Assigned task:
Reply only with how many lines below contain "thickest".

Input data:
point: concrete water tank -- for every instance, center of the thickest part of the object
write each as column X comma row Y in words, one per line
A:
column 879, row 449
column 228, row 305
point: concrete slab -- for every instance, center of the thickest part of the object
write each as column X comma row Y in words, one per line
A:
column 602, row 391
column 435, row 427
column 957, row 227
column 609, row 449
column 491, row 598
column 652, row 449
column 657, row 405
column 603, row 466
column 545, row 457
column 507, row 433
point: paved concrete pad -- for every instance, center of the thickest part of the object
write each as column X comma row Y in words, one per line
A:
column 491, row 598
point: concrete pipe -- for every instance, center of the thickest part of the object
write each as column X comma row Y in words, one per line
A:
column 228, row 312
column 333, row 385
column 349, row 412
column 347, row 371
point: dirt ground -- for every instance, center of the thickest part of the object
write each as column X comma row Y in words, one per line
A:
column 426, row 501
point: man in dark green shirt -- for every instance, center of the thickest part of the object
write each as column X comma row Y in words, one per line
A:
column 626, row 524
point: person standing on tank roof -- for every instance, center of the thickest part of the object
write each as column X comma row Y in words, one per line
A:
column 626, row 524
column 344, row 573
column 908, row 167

Answer area:
7